# TASK REQUIREMENTS:
Rewrite all of the items below, replacing every occurrence of "rough mask" with "coarse mask" and keeping everything else the same.
======== EXTRACTED MATERIAL ========
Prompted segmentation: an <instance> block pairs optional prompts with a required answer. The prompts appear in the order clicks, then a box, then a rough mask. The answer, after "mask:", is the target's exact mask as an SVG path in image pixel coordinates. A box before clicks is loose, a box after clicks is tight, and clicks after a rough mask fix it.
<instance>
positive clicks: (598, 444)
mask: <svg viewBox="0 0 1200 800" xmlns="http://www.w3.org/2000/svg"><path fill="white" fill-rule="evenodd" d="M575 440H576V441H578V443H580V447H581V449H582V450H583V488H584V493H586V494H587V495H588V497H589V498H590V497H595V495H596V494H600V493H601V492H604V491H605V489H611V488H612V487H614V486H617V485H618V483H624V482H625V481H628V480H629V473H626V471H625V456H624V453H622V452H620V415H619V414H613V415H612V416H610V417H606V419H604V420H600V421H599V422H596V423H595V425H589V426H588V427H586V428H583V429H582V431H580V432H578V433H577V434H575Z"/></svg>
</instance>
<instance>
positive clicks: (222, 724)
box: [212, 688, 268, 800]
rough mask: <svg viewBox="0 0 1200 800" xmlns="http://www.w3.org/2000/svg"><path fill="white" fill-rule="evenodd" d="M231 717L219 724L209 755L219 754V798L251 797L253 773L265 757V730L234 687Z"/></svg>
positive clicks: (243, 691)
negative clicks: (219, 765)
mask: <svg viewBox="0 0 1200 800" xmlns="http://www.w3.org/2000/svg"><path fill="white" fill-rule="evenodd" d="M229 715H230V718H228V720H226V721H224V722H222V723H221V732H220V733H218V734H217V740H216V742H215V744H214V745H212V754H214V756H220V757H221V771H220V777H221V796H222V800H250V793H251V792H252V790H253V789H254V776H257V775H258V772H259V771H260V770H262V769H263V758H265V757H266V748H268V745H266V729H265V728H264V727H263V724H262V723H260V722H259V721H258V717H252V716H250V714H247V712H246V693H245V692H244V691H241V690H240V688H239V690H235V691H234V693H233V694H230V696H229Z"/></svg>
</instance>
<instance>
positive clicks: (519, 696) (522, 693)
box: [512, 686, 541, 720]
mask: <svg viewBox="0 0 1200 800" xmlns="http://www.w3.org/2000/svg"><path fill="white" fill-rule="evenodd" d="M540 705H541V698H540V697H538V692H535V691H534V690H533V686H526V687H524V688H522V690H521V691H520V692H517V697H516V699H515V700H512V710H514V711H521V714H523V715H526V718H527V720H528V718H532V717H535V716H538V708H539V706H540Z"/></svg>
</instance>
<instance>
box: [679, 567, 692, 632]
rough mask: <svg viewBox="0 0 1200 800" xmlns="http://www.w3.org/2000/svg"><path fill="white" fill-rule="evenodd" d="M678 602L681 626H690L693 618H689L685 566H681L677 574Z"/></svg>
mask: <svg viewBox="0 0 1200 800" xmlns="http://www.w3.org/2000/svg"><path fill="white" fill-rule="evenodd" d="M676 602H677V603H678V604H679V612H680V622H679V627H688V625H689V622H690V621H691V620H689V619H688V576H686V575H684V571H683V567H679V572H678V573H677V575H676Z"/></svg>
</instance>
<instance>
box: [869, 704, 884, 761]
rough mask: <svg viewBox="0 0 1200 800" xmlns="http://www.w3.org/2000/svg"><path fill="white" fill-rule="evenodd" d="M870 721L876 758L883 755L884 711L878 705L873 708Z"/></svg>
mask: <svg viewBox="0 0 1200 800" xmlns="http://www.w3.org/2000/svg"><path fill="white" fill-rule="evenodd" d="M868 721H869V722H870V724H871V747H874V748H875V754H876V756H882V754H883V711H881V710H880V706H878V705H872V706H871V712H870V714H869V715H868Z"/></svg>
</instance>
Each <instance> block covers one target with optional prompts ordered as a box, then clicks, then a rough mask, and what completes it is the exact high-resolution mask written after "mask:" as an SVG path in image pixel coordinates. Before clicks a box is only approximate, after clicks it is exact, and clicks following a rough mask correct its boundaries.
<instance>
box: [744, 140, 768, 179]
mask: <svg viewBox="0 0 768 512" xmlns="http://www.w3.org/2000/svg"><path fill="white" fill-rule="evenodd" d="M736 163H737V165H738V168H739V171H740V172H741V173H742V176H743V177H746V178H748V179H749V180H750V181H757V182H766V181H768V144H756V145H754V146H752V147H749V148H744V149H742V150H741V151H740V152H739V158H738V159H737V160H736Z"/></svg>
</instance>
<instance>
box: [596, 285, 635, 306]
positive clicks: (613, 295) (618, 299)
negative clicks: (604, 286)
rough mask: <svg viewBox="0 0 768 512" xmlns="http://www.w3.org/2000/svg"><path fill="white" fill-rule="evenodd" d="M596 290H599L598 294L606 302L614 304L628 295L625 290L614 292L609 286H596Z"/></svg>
========
# SOLUTION FOR THIS TASK:
Prompted segmentation: an <instance> block pairs optional prompts with a required answer. The prompts appear in the order clicks, then a box, then a coarse mask. The answer, after "mask:", is the target's exact mask as an SVG path in image pixel coordinates. A box before clicks is loose, a box after clicks is tight, and clicks after a coarse mask fix it.
<instance>
positive clicks: (598, 444)
mask: <svg viewBox="0 0 1200 800" xmlns="http://www.w3.org/2000/svg"><path fill="white" fill-rule="evenodd" d="M575 440H576V441H578V443H580V447H581V449H582V450H583V488H584V493H586V494H587V495H588V497H589V498H590V497H595V495H596V494H600V493H601V492H604V491H605V489H611V488H612V487H614V486H617V485H618V483H624V482H625V481H628V480H629V473H626V471H625V456H624V453H622V452H620V415H619V414H613V415H612V416H610V417H606V419H604V420H600V421H599V422H596V423H595V425H589V426H588V427H586V428H583V429H582V431H580V432H578V433H577V434H575Z"/></svg>
</instance>
<instance>
positive clicks: (222, 724)
box: [212, 688, 268, 800]
coarse mask: <svg viewBox="0 0 1200 800" xmlns="http://www.w3.org/2000/svg"><path fill="white" fill-rule="evenodd" d="M231 717L219 724L209 755L219 754V798L251 797L253 773L265 757V730L234 687Z"/></svg>
positive clicks: (243, 691)
negative clicks: (219, 765)
mask: <svg viewBox="0 0 1200 800" xmlns="http://www.w3.org/2000/svg"><path fill="white" fill-rule="evenodd" d="M229 715H230V718H228V720H226V721H224V722H222V723H221V732H220V733H218V734H217V740H216V742H215V744H214V745H212V754H214V756H220V757H221V771H220V777H221V796H222V800H250V793H251V792H252V790H253V789H254V776H257V775H258V772H259V771H260V770H262V769H263V758H265V757H266V748H268V745H266V729H265V728H264V727H263V724H262V723H260V722H259V721H258V717H252V716H250V714H247V712H246V693H245V692H244V691H241V690H240V688H239V690H235V691H234V693H233V694H230V696H229Z"/></svg>
</instance>
<instance>
positive clicks: (519, 696) (522, 693)
box: [512, 686, 541, 720]
mask: <svg viewBox="0 0 1200 800" xmlns="http://www.w3.org/2000/svg"><path fill="white" fill-rule="evenodd" d="M540 705H541V698H540V697H538V692H535V691H534V690H533V686H526V687H524V688H522V690H521V691H520V692H517V697H516V699H515V700H512V710H514V711H521V714H523V715H526V718H527V720H528V718H532V717H535V716H538V708H539V706H540Z"/></svg>
</instance>
<instance>
box: [679, 567, 692, 632]
coarse mask: <svg viewBox="0 0 1200 800" xmlns="http://www.w3.org/2000/svg"><path fill="white" fill-rule="evenodd" d="M678 602L681 626H690L693 618H689L685 566H681L677 574Z"/></svg>
mask: <svg viewBox="0 0 1200 800" xmlns="http://www.w3.org/2000/svg"><path fill="white" fill-rule="evenodd" d="M676 602H677V603H678V604H679V612H680V622H679V627H688V625H689V622H690V621H691V620H689V619H688V576H686V575H684V571H683V567H679V572H678V573H677V575H676Z"/></svg>
</instance>
<instance>
box: [869, 704, 884, 761]
coarse mask: <svg viewBox="0 0 1200 800" xmlns="http://www.w3.org/2000/svg"><path fill="white" fill-rule="evenodd" d="M870 721L876 758L883 755L884 711L878 705L873 708Z"/></svg>
mask: <svg viewBox="0 0 1200 800" xmlns="http://www.w3.org/2000/svg"><path fill="white" fill-rule="evenodd" d="M868 721H869V722H870V724H871V747H874V748H875V754H876V756H882V754H883V711H881V710H880V706H878V705H872V706H871V712H870V714H869V715H868Z"/></svg>
</instance>
Each <instance> block covers one target with optional prompts ordered as a box, then clicks, then a coarse mask, and what completes it is the exact high-resolution mask written after "mask:" as an SVG path in image pixel coordinates. Before clicks a box is only approximate, after clicks it is exact, and clicks following a coarse mask correct its boundaries.
<instance>
box: [744, 140, 768, 179]
mask: <svg viewBox="0 0 768 512" xmlns="http://www.w3.org/2000/svg"><path fill="white" fill-rule="evenodd" d="M736 163H737V165H738V168H739V171H740V172H741V173H742V176H743V177H746V178H748V179H749V180H750V181H757V182H766V181H768V144H756V145H754V146H752V147H749V148H744V149H742V150H741V151H740V152H739V158H738V159H737V160H736Z"/></svg>
</instance>
<instance>
box: [596, 285, 635, 306]
positive clicks: (613, 295) (618, 299)
negative clicks: (604, 286)
coarse mask: <svg viewBox="0 0 768 512" xmlns="http://www.w3.org/2000/svg"><path fill="white" fill-rule="evenodd" d="M596 290H599L598 294L606 302L614 304L628 295L625 290L614 292L609 286H596Z"/></svg>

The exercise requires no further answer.